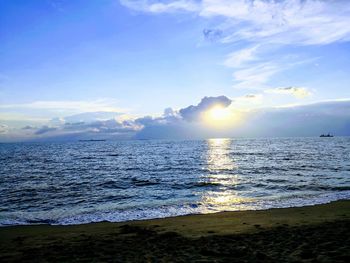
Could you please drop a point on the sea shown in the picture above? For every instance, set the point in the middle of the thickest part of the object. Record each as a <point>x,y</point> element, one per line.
<point>92,181</point>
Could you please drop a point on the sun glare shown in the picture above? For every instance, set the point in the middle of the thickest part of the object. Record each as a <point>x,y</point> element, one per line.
<point>217,115</point>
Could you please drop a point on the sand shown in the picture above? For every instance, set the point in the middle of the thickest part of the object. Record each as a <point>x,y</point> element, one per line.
<point>318,233</point>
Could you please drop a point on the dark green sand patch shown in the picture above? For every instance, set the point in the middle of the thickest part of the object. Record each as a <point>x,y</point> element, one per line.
<point>160,241</point>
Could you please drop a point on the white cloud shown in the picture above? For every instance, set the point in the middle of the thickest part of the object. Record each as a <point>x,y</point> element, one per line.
<point>3,128</point>
<point>255,77</point>
<point>160,7</point>
<point>241,57</point>
<point>298,92</point>
<point>261,23</point>
<point>106,105</point>
<point>302,22</point>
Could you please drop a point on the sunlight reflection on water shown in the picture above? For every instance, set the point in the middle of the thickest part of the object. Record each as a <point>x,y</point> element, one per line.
<point>221,165</point>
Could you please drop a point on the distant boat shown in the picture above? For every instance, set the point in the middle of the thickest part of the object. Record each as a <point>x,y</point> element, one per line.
<point>93,140</point>
<point>326,135</point>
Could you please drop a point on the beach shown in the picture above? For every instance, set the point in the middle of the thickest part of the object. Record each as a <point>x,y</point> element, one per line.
<point>319,233</point>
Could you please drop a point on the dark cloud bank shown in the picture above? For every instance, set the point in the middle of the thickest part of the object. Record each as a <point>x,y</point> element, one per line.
<point>306,120</point>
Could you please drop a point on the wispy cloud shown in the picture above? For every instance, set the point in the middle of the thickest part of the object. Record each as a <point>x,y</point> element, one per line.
<point>298,92</point>
<point>239,58</point>
<point>78,106</point>
<point>255,77</point>
<point>303,22</point>
<point>160,7</point>
<point>261,23</point>
<point>3,128</point>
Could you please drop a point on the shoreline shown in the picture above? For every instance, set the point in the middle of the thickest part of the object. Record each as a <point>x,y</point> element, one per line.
<point>144,240</point>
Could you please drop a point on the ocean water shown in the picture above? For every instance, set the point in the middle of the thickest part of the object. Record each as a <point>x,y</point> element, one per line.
<point>81,182</point>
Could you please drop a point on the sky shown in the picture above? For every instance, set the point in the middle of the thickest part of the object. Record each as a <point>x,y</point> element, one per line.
<point>74,69</point>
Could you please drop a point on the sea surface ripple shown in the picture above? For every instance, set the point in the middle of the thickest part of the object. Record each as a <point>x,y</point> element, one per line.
<point>81,182</point>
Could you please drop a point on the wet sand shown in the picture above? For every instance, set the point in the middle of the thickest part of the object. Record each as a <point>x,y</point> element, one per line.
<point>318,233</point>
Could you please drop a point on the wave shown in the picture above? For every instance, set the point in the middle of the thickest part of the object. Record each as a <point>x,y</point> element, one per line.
<point>170,211</point>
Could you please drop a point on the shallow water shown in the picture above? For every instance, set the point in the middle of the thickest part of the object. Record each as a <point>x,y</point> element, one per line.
<point>81,182</point>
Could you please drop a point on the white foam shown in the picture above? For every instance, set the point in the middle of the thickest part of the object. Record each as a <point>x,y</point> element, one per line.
<point>170,211</point>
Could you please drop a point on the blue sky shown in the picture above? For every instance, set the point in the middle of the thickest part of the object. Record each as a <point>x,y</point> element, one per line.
<point>129,59</point>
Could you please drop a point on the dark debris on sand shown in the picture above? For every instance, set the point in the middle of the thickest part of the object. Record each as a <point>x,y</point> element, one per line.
<point>326,242</point>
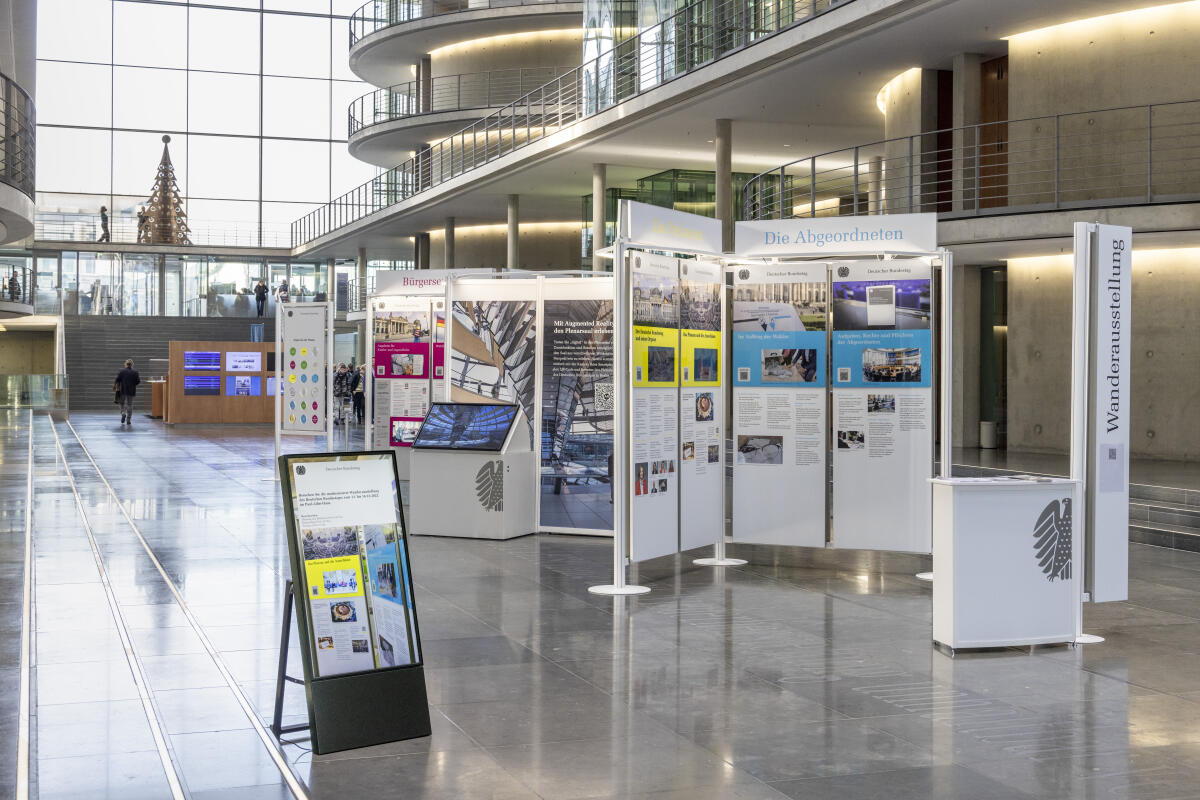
--
**Your objective:**
Write out all of the records above again word for word, leaving out the pictures.

**Finished exercise:**
Could you please drop a point on the sea shown in the picture above? For every instance, set the point in the middle of the thickest part of the object. Record each as a <point>x,y</point> element, one per line.
<point>92,181</point>
Could you please drop a point on the sun glare shown in the picture above? For every instance, set the point in the middle of the thickest part of the object. Record each as a <point>x,y</point> element, one per line.
<point>217,115</point>
Could you please drop a point on the sand shown in the picture above? For every instance, set the point in the middle of the thickest part of the object. Record each as a <point>x,y</point> element, one per line.
<point>318,233</point>
Could you please drop a point on the dark green sand patch shown in the picture above? For every instance, set the point in the middle of the thickest part of the object. Record each as a <point>x,y</point> element, one per line.
<point>160,241</point>
Could you please drop a point on the white cloud shown in the picture above? For every instance, set the point in the middle of the thickest part of the object. Record each as a <point>x,y</point> element, one per line.
<point>3,128</point>
<point>255,77</point>
<point>160,7</point>
<point>241,57</point>
<point>298,92</point>
<point>261,23</point>
<point>106,105</point>
<point>302,22</point>
Could you please drop a point on the sunlight reflection on water shown in the picture above? For every instance, set the point in the middle of the thickest part of the object. Record each as a <point>x,y</point> element, one per line.
<point>221,165</point>
Could you please drop a point on the distant boat shown in the picture above? For every instance, set the point in the middle of the thickest part of the object. Record each as a <point>x,y</point> element, one per line.
<point>93,140</point>
<point>326,135</point>
Could you please drop a point on the beach shown in the picture above? For every instance, set the point in the middle of the thickest part of the object. Record each as a <point>x,y</point> element, one per line.
<point>319,233</point>
Could you please drop a point on the dark cloud bank shown in the picture above? For every instance, set the point in the middle of the thickest part of the object. Record each as a <point>x,y</point> element, one per line.
<point>306,120</point>
Could you please drop a point on the wispy cloud shown in the picture above? For every instance, set the point in the middle of the thickest part of the object. Record each as a <point>x,y</point> element, one per line.
<point>298,92</point>
<point>239,58</point>
<point>78,106</point>
<point>255,77</point>
<point>303,22</point>
<point>160,7</point>
<point>261,23</point>
<point>3,128</point>
Could you please drop a point on the shoreline shown in the picture above? For every instance, set the point in the middle of the thickest part of the object. Record each as a <point>x,y</point> element, one per line.
<point>144,240</point>
Could you please drop a point on the ocean water shown in the picture above? For every instance, set the point in the middle of the thickest part of the object. Record each as a <point>x,y</point> element, one per line.
<point>81,182</point>
Could you please drop a point on the sky shown in the picture above? For every instance, set the point in the middle of the thickest part of the object. Record each as a <point>x,y</point> element, one per line.
<point>74,69</point>
Could you please drop a point on the sea surface ripple shown in the picture above? For every instance, set the point in the middle of the thickest part of the object. Record each as a <point>x,y</point> element, one per line.
<point>81,182</point>
Could you please drop a point on the wet sand shown in the picture above? For every instance, set the point in the middle of the thickest part of the object. Record each as a <point>x,y</point> element, one per line.
<point>318,233</point>
Could you please drop a point on the wave shown in the picture above? For every instance, set the point in the middle of the thickest part of the object. Record each as a <point>x,y</point> element, one per line.
<point>170,211</point>
Could you please drop a point on the shallow water shown in the picture above? For every instance, set the point in the middle of the thickest part of the object. Record each as a <point>x,y</point> element, one per line.
<point>81,182</point>
Could you please drop a point on the white foam shown in the picture above? For every instance, set the point in the middle of the thickest part of the object. Record each as a <point>x,y</point> element, one per line.
<point>170,211</point>
Could you please drop a point on the blue sky shown in the picture above? For every instance, set the point in the middle of the thickest part of the object. Record each as a <point>x,y</point> element, one per line.
<point>129,59</point>
Could you please drop a point on the dark debris on sand shown in the picture above? For every instance, set the point in the middle of the thickest part of the object. Record each as a <point>x,y</point> element, one per line.
<point>326,242</point>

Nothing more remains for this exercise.